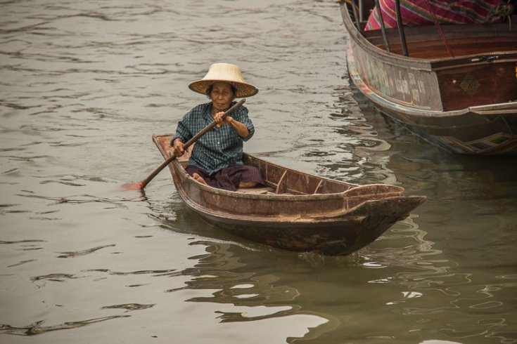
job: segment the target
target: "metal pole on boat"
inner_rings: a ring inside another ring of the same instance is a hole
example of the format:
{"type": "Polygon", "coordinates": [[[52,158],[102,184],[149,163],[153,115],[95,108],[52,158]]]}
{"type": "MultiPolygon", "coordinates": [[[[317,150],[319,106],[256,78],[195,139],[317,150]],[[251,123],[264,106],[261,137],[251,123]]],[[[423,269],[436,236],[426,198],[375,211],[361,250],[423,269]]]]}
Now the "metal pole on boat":
{"type": "Polygon", "coordinates": [[[402,26],[402,16],[400,14],[400,0],[395,0],[395,8],[397,12],[397,26],[399,29],[400,44],[402,45],[402,54],[404,56],[409,56],[407,46],[406,45],[406,35],[404,34],[404,27],[402,26]]]}
{"type": "Polygon", "coordinates": [[[355,4],[355,1],[352,0],[352,11],[354,13],[354,18],[355,18],[355,26],[357,27],[357,30],[361,32],[362,31],[361,29],[361,21],[359,19],[359,15],[357,15],[357,8],[356,8],[357,5],[355,4]]]}
{"type": "Polygon", "coordinates": [[[386,51],[388,53],[390,50],[390,42],[388,41],[388,36],[386,36],[386,27],[384,26],[384,19],[383,18],[383,11],[381,11],[381,4],[378,0],[375,0],[375,6],[377,7],[378,11],[379,19],[381,19],[381,31],[383,33],[383,39],[384,40],[384,45],[386,46],[386,51]]]}

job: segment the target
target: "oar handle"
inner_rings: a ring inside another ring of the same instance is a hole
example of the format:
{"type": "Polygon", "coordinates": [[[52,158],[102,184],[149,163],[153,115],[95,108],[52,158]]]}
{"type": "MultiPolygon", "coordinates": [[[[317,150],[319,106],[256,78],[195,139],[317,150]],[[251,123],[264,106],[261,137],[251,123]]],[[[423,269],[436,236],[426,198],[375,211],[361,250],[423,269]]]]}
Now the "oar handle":
{"type": "MultiPolygon", "coordinates": [[[[246,101],[246,100],[245,98],[243,98],[241,100],[239,100],[238,102],[237,102],[236,104],[235,104],[234,106],[232,106],[231,107],[230,107],[229,109],[228,109],[224,112],[224,114],[222,115],[222,118],[226,117],[226,116],[228,116],[229,114],[230,114],[231,113],[232,113],[233,112],[234,112],[235,110],[236,110],[241,105],[242,105],[243,104],[244,104],[244,102],[245,102],[245,101],[246,101]]],[[[205,127],[204,129],[203,129],[201,131],[200,131],[199,133],[198,133],[197,134],[196,134],[192,138],[191,138],[190,140],[189,140],[186,142],[186,143],[185,143],[183,145],[183,148],[184,150],[186,150],[187,148],[189,148],[190,146],[191,146],[192,145],[193,145],[194,143],[199,139],[199,138],[200,138],[201,136],[203,136],[203,135],[205,135],[205,133],[207,133],[207,132],[208,132],[208,131],[210,131],[210,129],[212,129],[217,124],[217,122],[216,122],[215,121],[213,121],[212,123],[210,123],[206,127],[205,127]]],[[[153,173],[149,175],[148,177],[147,177],[146,179],[144,179],[141,182],[139,183],[138,184],[136,184],[136,187],[134,187],[134,188],[143,189],[144,187],[146,187],[146,185],[147,185],[149,183],[149,182],[153,180],[153,178],[155,178],[156,176],[156,175],[158,174],[165,166],[167,166],[169,164],[170,164],[171,162],[172,162],[172,161],[174,159],[176,159],[176,155],[173,154],[167,160],[165,160],[165,161],[163,161],[163,163],[162,163],[162,164],[160,165],[158,167],[158,168],[156,168],[155,170],[154,170],[153,171],[153,173]]]]}
{"type": "MultiPolygon", "coordinates": [[[[224,119],[226,116],[228,116],[229,114],[230,114],[231,113],[232,113],[233,112],[234,112],[235,110],[236,110],[241,105],[242,105],[243,104],[244,104],[244,102],[245,102],[245,101],[246,101],[246,100],[244,99],[244,98],[243,98],[241,100],[239,100],[238,102],[237,102],[234,106],[232,106],[231,107],[230,107],[229,109],[228,109],[223,114],[222,118],[224,119]]],[[[192,138],[191,138],[190,140],[189,140],[186,142],[186,143],[185,143],[183,145],[183,149],[184,150],[186,150],[190,146],[191,146],[192,145],[193,145],[193,143],[196,141],[197,141],[199,139],[199,138],[200,138],[201,136],[203,136],[203,135],[205,135],[205,133],[207,133],[208,132],[208,131],[210,131],[210,129],[212,129],[217,124],[217,123],[215,121],[213,121],[212,123],[210,123],[210,124],[208,124],[208,126],[206,126],[204,129],[203,129],[201,131],[200,131],[199,133],[198,133],[197,134],[196,134],[194,135],[194,137],[193,137],[192,138]]]]}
******
**SHORT EXERCISE**
Pick out each line in the rows above that contains the string "pole", treating uppercase and lowercase as different.

**EXERCISE SOLUTION**
target: "metal pole on boat"
Now the "metal pole on boat":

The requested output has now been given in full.